- Aufgabe 1: An welcher Universität lehrt Carlo Masala laut dem Interview zum Roten Meer?
- Aufgabe 2: Gib den Abschnitt des Interviews zum Roten Meer zwischen „Berlin. Die Huthi-Angriffe“ und „Ausweitung des Gaza-Kriegs?“ einschließlich wieder und ersetze darin „Washington“ durch „die US-Regierung“.
- Aufgabe 3: Führe das Interview zum Roten Meer im Anschluss an seinen letzten Satz weiter.

- Quelle:
Berlin. Die Huthi-Angriffe auf Frachtschiffe im Roten Meer zeigen laut dem Militärexperten vor allem eines: Washington steht vor einem Problem.
Der Gaza-Krieg wird zunehmend zum Problem für den Welthandel, weil pro-iranische Milizen die Schifffahrt im Roten Meer behindern. Deutschland müsste sich eigentlich an der Marinemission „Operation Prosperity Guardian“ beteiligen, meint der Politikwissenschaftler Carlo Masala von der Bundeswehr-Universität München. Es gebe aber beträchtliche Hürden.
Die USA und mehrere Verbündete schicken Kriegsschiffe ins Rote Meer, um die Handelsschifffahrt vor Angriffen der Huthi-Rebellen zu schützen. Die werden vom Iran unterstützt und wollen Lieferungen an Israel unterbinden. Erleben wir jetzt die befürchtete Ausweitung des Gaza-Kriegs?
Carlo Masala: Die Angriffe finden bereits seit Wochen statt, jetzt gibt es eine umfassende Reaktion darauf. Die Amerikaner sind bereits mit zwei maritimen Trägergruppen im östlichen Mittelmeer unterwegs. Diese Abschreckung scheint für gewisse Akteure in der Region nicht mehr glaubhaft zu sein. Das sieht man an den zunehmenden Angriffen der Huthi auf Handelsschiffe im Roten Meer. Und daran, dass die pro-iranische Hisbollah aus dem Libanon heraus weiterhin israelisches Territorium beschießt. Also verstärken die USA und ihre Verbündeten die Abschreckung. Die Amerikaner bleiben gleichwohl recht zurückhaltend: Sie könnten auch Huthi-Basen im Jemen beschießen. Bislang unterlassen sie das aber.
Wie groß ist das Risiko, dass es zu einer direkten Konfrontation zwischen den USA und dem Iran kommt?
Im Moment scheint mir das noch gering zu sein, weil die Provokationen der Verbündeten Irans in der Region relativ niedrigschwellig sind. Sie sind kein hinreichender Grund für die Amerikaner, direkt gegen den Iran vorzugehen.
Die Bundesregierung sagt, sie prüfe eine Beteiligung an der maritimen Operation im Roten Meer. Gibt es für Deutschland einen Grund, da nicht mitzumachen?

Auszüge aus Daten mit Punktannotationen:
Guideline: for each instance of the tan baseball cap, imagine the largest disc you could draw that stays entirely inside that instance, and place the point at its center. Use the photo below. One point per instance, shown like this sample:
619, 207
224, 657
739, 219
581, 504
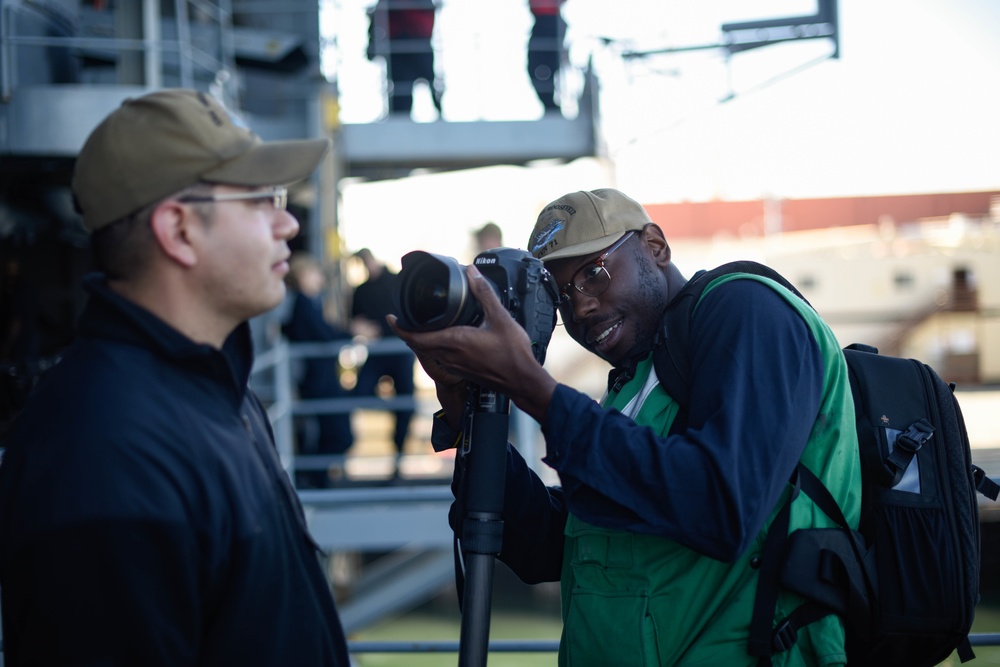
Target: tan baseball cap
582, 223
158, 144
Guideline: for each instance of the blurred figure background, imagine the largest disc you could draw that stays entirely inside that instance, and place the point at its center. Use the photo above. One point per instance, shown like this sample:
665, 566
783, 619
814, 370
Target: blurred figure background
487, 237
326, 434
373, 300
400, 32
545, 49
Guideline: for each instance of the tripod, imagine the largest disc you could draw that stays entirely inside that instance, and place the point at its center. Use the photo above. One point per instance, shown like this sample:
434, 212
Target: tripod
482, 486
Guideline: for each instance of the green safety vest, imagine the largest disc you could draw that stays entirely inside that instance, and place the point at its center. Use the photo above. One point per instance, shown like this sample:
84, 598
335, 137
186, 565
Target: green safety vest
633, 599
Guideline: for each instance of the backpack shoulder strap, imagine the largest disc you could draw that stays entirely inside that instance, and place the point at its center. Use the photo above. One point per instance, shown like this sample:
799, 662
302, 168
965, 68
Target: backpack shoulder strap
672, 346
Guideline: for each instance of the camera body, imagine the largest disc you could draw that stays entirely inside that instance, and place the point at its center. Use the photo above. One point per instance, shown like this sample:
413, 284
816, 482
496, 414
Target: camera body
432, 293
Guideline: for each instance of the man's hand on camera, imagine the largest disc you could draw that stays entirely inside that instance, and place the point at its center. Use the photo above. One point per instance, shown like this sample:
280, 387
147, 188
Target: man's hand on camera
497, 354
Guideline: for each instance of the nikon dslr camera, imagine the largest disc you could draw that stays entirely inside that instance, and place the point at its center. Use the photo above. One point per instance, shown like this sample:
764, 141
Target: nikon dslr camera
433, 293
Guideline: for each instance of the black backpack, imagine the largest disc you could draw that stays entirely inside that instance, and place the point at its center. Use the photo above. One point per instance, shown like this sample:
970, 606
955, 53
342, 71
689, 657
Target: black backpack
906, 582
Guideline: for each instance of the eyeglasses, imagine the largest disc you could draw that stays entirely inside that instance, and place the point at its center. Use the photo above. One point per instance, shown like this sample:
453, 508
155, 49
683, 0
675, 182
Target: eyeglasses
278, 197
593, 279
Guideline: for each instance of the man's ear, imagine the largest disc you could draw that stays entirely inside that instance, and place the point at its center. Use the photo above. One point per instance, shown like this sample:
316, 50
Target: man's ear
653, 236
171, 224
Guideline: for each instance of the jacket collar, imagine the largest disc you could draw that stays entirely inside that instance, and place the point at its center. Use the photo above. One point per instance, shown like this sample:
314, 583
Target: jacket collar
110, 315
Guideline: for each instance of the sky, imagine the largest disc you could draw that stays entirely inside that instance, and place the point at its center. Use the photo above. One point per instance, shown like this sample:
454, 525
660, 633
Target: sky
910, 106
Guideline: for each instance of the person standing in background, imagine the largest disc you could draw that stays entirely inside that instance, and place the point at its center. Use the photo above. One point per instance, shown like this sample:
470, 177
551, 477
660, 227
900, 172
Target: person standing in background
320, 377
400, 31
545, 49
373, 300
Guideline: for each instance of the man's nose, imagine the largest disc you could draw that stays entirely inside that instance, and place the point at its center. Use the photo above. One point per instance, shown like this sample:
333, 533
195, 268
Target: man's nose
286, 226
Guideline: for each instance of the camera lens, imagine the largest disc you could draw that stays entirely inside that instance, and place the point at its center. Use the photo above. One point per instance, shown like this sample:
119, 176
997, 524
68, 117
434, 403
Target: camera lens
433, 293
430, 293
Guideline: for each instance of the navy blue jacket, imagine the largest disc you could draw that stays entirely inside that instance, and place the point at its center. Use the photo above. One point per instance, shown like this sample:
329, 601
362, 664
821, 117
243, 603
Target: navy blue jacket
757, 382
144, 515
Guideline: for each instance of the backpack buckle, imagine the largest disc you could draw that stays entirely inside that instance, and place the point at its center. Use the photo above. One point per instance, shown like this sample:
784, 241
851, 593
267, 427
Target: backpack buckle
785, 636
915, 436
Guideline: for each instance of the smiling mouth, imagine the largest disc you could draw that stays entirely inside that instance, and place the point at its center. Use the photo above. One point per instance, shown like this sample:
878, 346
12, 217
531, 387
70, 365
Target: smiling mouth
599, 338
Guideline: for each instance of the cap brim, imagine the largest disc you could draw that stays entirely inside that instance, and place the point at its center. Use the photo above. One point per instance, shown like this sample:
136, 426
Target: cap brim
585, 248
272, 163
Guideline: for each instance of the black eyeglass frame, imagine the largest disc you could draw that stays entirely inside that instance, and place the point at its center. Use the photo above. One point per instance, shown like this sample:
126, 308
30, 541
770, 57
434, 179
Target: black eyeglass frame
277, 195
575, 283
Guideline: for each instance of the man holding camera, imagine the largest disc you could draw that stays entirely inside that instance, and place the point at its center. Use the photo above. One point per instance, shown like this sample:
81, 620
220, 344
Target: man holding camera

- Lösung 1: An der Bundeswehr-Universität München.

- Lösung 2:
Berlin. Die Huthi-Angriffe auf Frachtschiffe im Roten Meer zeigen laut dem Militärexperten vor allem eines: die US-Regierung steht vor einem Problem.
Der Gaza-Krieg wird zunehmend zum Problem für den Welthandel, weil pro-iranische Milizen die Schifffahrt im Roten Meer behindern. Deutschland müsste sich eigentlich an der Marinemission „Operation Prosperity Guardian“ beteiligen, meint der Politikwissenschaftler Carlo Masala von der Bundeswehr-Universität München. Es gebe aber beträchtliche Hürden.
Die USA und mehrere Verbündete schicken Kriegsschiffe ins Rote Meer, um die Handelsschifffahrt vor Angriffen der Huthi-Rebellen zu schützen. Die werden vom Iran unterstützt und wollen Lieferungen an Israel unterbinden. Erleben wir jetzt die befürchtete Ausweitung des Gaza-Kriegs?

- Lösung 3:
Die Regierung steckt in einer schwierigen Lage. Kaum ein anderer Staat in Europa profitiert in dem Maße wie Deutschland vom freien Welthandel und der Freiheit der Seewege. Also hat die Bundesrepublik nicht nur ein Interesse, sondern gewissermaßen auch eine politische Verpflichtung, sich zu beteiligen. Aber: Unsere Verfassung und auch die Rechtsprechung des Verfassungsgerichts sehen vor, dass sich Deutschland nur im Rahmen des Systems der kollektiven Sicherheit an Militäreinsätzen beteiligen darf oder dann, wenn es ein Mandat der Vereinten Nationen gibt. Möglicherweise reicht auch ein EU-Mandat, aber dazu steht ein höchstrichterliches Urteil noch aus. Das, was die Amerikaner jetzt im Roten Meer machen, ist eine so genannte Koalition der Willigen – ohne Mandat. Die Bundesregierung hat also ein völkerrechtliches Problem.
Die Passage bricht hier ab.